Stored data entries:
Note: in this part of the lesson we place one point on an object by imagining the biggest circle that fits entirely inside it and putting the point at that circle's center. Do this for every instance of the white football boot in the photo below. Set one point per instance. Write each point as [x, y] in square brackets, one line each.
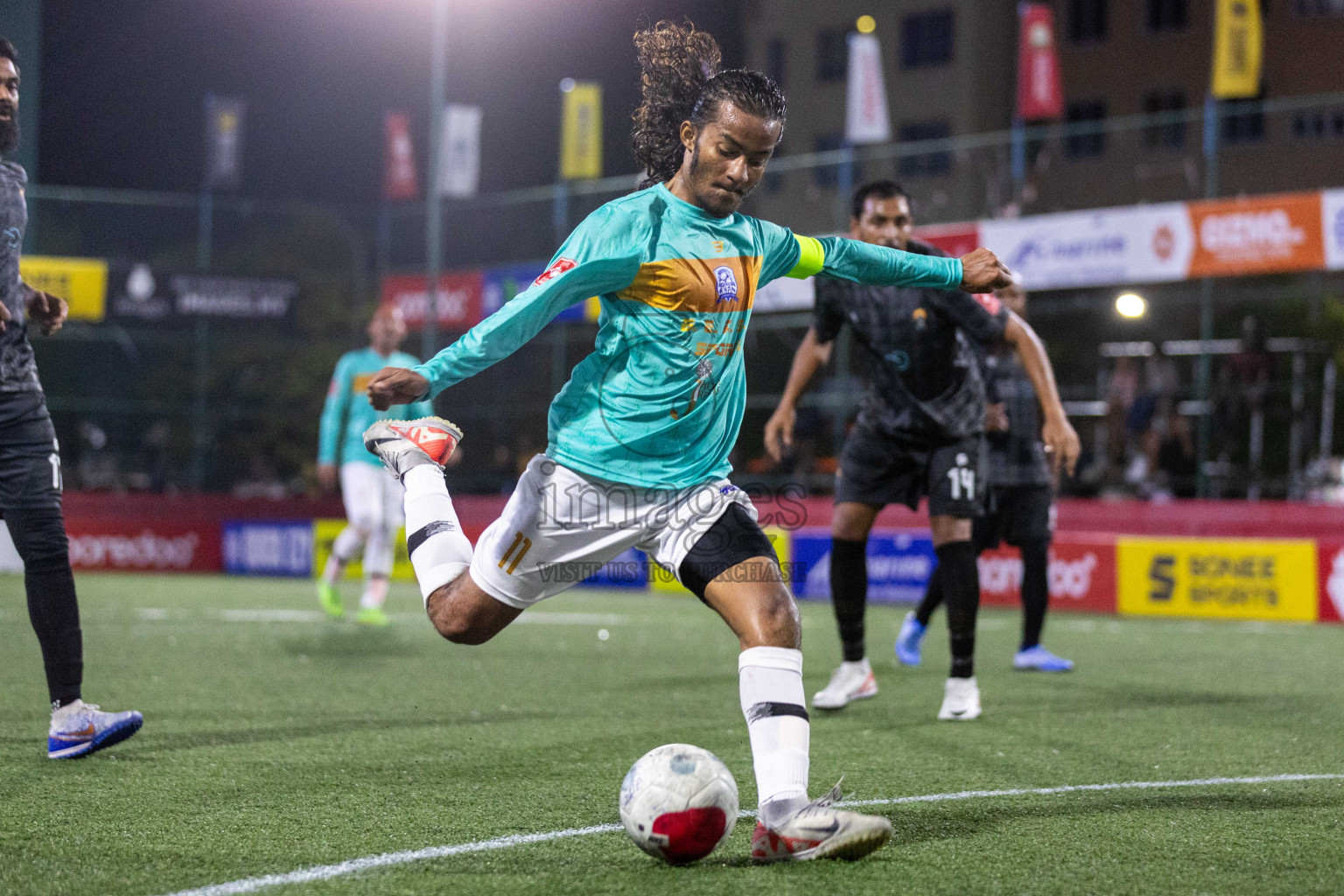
[960, 700]
[851, 682]
[820, 830]
[80, 728]
[405, 444]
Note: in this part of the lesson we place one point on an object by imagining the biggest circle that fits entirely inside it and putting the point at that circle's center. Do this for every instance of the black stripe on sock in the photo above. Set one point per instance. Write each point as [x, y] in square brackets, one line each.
[760, 710]
[428, 532]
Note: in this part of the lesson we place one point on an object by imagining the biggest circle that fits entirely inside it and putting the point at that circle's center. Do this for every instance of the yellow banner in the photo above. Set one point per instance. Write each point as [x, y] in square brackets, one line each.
[326, 532]
[80, 281]
[1236, 49]
[1271, 579]
[663, 580]
[581, 130]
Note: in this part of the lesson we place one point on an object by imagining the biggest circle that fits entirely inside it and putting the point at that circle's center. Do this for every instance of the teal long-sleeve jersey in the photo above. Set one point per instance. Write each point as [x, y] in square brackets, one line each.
[347, 411]
[660, 399]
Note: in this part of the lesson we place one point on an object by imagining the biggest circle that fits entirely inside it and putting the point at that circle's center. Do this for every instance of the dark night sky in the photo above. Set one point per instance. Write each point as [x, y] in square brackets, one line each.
[122, 85]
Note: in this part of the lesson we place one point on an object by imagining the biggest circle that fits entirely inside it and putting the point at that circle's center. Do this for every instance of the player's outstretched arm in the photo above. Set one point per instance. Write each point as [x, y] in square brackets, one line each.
[779, 430]
[1058, 433]
[859, 262]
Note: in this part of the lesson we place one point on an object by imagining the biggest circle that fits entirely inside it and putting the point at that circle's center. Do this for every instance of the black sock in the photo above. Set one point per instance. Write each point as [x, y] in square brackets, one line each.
[1035, 592]
[933, 597]
[850, 592]
[962, 590]
[39, 536]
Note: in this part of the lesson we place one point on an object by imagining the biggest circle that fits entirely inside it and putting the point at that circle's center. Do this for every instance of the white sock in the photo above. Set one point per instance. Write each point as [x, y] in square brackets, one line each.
[440, 552]
[343, 549]
[770, 682]
[375, 592]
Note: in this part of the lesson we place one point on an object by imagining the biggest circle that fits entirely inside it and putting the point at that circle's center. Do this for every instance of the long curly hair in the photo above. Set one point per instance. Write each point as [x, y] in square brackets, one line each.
[680, 80]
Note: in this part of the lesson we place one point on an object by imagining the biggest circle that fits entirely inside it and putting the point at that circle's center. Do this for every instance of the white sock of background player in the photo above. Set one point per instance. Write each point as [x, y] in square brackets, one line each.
[440, 552]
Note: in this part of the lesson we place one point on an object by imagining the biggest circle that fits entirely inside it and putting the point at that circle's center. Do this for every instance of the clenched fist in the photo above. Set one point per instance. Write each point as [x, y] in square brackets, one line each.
[396, 386]
[982, 271]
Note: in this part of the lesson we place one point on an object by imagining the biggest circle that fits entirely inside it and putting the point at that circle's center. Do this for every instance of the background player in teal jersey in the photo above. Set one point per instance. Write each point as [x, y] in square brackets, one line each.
[640, 436]
[373, 497]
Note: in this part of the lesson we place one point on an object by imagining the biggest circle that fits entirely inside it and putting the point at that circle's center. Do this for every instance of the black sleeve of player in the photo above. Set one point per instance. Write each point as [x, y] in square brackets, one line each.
[828, 311]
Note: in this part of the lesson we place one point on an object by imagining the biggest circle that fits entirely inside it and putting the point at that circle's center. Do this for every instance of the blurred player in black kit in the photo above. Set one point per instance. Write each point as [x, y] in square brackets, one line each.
[1019, 506]
[30, 468]
[920, 433]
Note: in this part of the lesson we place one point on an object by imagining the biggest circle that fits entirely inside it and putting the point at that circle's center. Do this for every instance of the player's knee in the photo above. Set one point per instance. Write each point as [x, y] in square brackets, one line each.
[456, 621]
[776, 624]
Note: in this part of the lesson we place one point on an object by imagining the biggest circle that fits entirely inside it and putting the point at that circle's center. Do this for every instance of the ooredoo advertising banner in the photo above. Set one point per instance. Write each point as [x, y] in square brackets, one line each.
[1101, 248]
[1256, 235]
[458, 298]
[1230, 578]
[1081, 575]
[150, 546]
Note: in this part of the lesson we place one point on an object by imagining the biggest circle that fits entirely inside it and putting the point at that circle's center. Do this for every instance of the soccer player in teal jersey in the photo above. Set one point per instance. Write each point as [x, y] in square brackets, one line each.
[640, 436]
[373, 497]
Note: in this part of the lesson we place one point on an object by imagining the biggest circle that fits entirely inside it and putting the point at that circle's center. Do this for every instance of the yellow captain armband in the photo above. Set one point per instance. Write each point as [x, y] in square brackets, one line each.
[812, 258]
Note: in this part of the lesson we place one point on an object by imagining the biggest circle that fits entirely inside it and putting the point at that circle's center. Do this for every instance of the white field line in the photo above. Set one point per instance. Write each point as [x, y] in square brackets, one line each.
[355, 865]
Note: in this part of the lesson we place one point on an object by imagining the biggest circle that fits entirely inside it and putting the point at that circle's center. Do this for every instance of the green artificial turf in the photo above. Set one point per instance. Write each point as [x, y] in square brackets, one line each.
[272, 746]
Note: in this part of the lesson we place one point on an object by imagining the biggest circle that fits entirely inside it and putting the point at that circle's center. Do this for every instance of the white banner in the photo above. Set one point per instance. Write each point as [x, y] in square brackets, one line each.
[1332, 228]
[460, 152]
[1102, 248]
[785, 294]
[865, 102]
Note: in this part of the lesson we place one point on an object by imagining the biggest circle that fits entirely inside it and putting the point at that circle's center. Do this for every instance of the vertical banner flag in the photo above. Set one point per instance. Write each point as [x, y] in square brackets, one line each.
[1236, 49]
[223, 141]
[865, 98]
[581, 130]
[460, 153]
[399, 180]
[1040, 94]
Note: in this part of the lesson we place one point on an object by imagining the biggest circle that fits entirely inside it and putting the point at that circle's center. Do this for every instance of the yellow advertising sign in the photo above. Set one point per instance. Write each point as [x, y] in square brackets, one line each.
[663, 582]
[581, 130]
[80, 281]
[1271, 579]
[326, 532]
[1236, 49]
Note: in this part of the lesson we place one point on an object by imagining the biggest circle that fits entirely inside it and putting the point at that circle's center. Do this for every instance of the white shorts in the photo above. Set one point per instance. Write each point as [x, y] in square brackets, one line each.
[373, 497]
[559, 527]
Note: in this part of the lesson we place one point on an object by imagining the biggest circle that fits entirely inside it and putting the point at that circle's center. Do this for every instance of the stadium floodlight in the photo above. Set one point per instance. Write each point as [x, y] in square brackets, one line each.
[1130, 305]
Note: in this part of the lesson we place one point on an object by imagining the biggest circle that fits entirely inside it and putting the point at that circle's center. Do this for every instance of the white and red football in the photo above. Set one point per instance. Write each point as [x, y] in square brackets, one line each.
[679, 802]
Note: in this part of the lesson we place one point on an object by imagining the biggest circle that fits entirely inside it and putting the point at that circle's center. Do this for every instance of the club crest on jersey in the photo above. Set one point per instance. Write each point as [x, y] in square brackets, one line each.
[724, 284]
[556, 268]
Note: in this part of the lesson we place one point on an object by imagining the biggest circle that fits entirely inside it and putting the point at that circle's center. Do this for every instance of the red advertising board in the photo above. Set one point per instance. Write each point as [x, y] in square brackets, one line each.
[144, 546]
[1329, 567]
[1040, 93]
[1081, 577]
[458, 298]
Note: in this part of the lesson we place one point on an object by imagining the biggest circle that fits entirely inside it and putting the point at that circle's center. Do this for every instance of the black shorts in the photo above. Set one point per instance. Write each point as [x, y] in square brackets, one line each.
[30, 459]
[879, 469]
[1016, 514]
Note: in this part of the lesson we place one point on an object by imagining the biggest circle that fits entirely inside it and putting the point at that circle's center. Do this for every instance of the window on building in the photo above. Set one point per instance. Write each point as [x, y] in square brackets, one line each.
[1243, 120]
[927, 163]
[776, 62]
[832, 55]
[1319, 125]
[1088, 143]
[1168, 135]
[1166, 15]
[1311, 8]
[927, 39]
[1086, 20]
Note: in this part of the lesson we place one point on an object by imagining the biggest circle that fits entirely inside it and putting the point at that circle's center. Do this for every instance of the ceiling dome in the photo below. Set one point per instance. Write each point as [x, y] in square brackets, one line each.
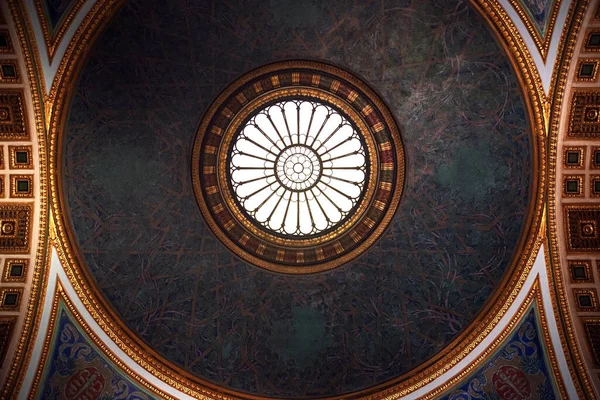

-- Assignment --
Copy exactly the lines that begin at the one containing "the red advertising" and end at the last line of the records, both included, omitting the pictures.

-- Answer for the task --
Note: in this part of the lesson we place one point on an object by imagining the biggest circle that fits entirely inside it and putting the point at that circle's center. Do this for every instance of the red advertising board in the photo above. Set one point per instance. Write each point as [x, y] in square brackets, one line each.
[144, 546]
[1329, 567]
[1040, 93]
[1081, 577]
[458, 298]
Note: in this part of the lesson we place one point on an object by imagining the biggest circle that fits entirely inside it and putting the point at that circle's center. Do this for every instance of the black shorts in the photo above. Set one point per instance. Write each point as [x, y] in square brackets, one line each.
[30, 459]
[879, 469]
[1016, 514]
Note: in this part of the lesson we place one point on an object by imagining the biggest circle that fits entirely inside it and putting the point at that circle's center. Do this for every instance of the window on building in the photo above. Set one point per instance. Write each point as [x, y] in square brackets, one line each.
[1243, 120]
[927, 163]
[776, 62]
[832, 55]
[1319, 125]
[1088, 143]
[1168, 135]
[1166, 15]
[1311, 8]
[927, 39]
[1086, 20]
Note: in this part of the lesson we place one point on an object by imagining the biggest circle that fits entirely inside it and putting the point at that circle's center. Do this for every instance of the ceiling dome in the photo below. Set one point per instance. Write each point as [x, y] in square brackets, one line each.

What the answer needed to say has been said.